■ Exercise description:
In the entries below, find every line holding the string "track" and collect it.

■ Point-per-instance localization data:

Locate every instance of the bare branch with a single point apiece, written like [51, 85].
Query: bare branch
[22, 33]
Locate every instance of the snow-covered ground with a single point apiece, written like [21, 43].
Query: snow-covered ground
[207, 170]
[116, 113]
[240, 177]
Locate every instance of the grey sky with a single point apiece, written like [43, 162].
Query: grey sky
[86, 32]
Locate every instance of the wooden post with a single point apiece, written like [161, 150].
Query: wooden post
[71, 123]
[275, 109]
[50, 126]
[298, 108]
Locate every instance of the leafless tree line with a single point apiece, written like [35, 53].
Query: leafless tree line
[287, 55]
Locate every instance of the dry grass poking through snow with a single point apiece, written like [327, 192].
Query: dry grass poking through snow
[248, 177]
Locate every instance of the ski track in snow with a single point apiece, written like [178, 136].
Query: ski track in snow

■ Reply to the task:
Locate every instance of the ski track in snow with a single point apiece, written like [178, 136].
Query: ski track in snow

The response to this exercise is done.